---------- Page excerpt ----------
A family of technicolour polar bears, 999 trays of suspended colourful liquid and a 14m inflatable comic cell are Paola Pivi’s proof that serious art can still be seriously fun.
The Italian multimedia artist, who has held exhibitions across the world including Miami, Paris and China, is making her West Australian debut with a blockbuster exhibition at The Art Gallery of Western Australia, featuring two new commissioned works.
The exhibition titled, I don’t like it, I love it, is said to be one of Pivi’s biggest and most ambitious to date — not that she readily admits it.
“Oh, it’s competing with others,” Pivi shrugs humbly while chatting with STM ahead of the exhibition’s opening weekend.
One glance at Pivi’s work reveals how her uniquely provocative yet playful approach has made her one of the world’s most loved and respected contemporary artists. But when it comes to explaining the meaning behind her art, Pivi keeps her cards fiercely close to her chest.
“It would be wrong not to leave (interpretation) open. Who are the artists who don’t leave it open? Shame on them. Who are we to tell you what to think?” she says, while walking beneath a ceiling installation titled: Share, but it’s not fair.
Pivi wants her art to speak for itself, but that doesn’t mean there aren’t prompts for those who look.
Share, but it’s not fair, is composed of 700 handmade knotted pillows made from fabric used for Tibetan Buddhist monk robes — the nation her husband, who names most of her artworks, hails from. Underneath it are wall paintings that read: “Free Humans”, “God, Let Me Hunt”, and “Please Don’t Get a Divorce”.
With hints to the complex relationship between Tibet and China, reaching as far back as the Qing dynasty, it’s obvious that Pivi isn’t afraid to get political with her art — or anything for that matter.
“Everything is political. Every time you use your brain and your mouth and your eyes, it’s political. Every communication between people is political. So therefore, art is political too,” she reflects.
Pivi’s WA debut has allowed her to create two dream artworks her creative brain has been conjuring up for years.
The first, titled Love addict, is an installation of 999 trays of coloured liquid hung individually and functioning similarly to a stained-glass window in AGWA’s rooftop gallery space.
---------- Input records ----------
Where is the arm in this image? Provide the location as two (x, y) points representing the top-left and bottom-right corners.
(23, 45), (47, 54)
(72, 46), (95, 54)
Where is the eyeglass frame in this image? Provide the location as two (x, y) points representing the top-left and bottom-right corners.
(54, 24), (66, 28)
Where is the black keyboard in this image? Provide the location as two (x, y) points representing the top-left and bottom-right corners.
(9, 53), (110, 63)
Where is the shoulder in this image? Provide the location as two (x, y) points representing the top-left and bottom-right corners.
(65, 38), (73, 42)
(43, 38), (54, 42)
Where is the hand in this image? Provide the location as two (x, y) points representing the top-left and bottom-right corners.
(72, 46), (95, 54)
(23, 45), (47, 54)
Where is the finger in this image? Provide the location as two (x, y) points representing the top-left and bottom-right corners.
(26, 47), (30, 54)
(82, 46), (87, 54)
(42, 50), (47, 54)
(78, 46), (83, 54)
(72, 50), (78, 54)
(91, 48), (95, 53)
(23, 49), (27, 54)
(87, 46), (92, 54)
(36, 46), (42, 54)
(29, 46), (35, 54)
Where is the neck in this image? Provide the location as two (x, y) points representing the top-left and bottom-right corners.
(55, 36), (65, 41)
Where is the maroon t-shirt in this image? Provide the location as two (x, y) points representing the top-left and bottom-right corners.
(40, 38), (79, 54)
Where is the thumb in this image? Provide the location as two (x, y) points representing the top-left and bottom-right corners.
----------
---------- Input records ----------
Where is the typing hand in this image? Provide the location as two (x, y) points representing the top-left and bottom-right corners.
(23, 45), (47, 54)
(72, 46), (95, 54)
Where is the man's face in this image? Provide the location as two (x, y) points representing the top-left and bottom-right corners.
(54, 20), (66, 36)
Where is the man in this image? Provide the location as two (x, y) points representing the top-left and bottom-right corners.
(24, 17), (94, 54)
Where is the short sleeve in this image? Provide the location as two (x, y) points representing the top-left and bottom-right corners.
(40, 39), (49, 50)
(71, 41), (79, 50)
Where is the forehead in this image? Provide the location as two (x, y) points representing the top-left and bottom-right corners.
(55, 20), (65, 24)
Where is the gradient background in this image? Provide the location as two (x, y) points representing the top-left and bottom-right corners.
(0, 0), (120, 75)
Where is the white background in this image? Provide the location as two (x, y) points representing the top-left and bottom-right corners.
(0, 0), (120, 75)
----------
---------- Input records ----------
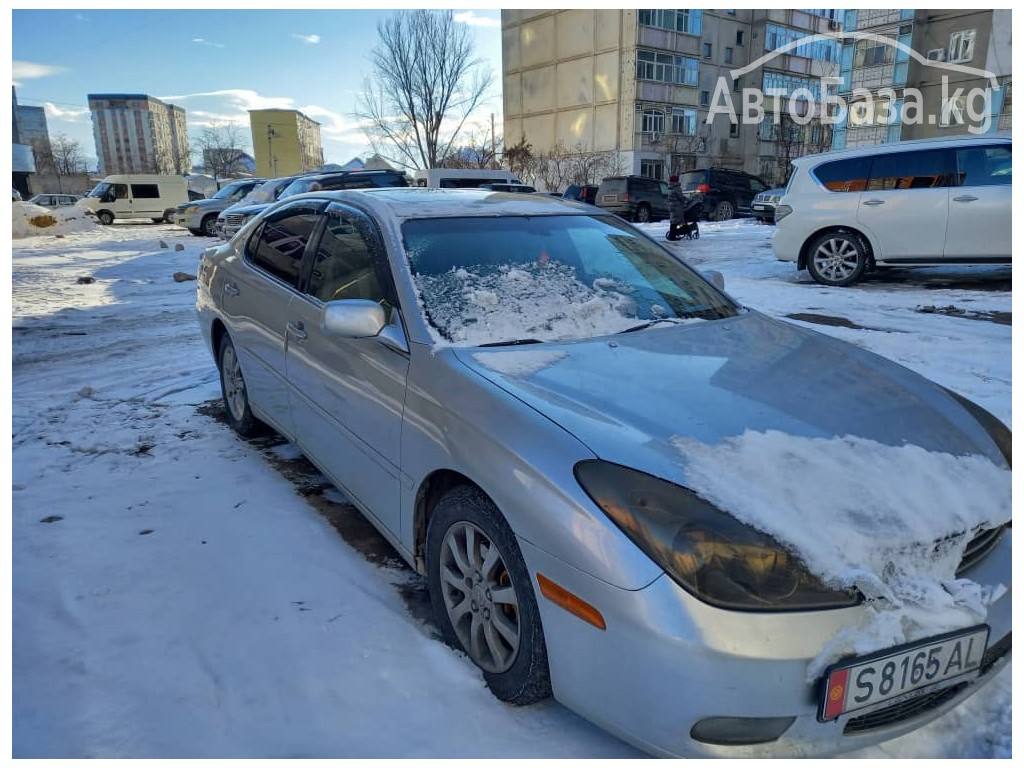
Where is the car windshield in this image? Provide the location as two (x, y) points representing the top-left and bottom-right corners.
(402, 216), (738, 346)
----------
Your tasks -
1. In the article on Paola Pivi's exhibition, how many handmade knotted pillows make up the ceiling installation Share, but it's not fair?
2. Show each line of the records in which the string "background" appears.
These records are unrelated to the text about Paola Pivi's exhibition.

Solutions to each task -
1. It is made of 700 handmade knotted pillows.

2.
Where is the gradient background in this image? Provide the location as two (x, y) points representing the top-left and bottom-right corners.
Where is the white background in this image? Provide the location as two (x, y) points representing the top-left and bottom-right corners.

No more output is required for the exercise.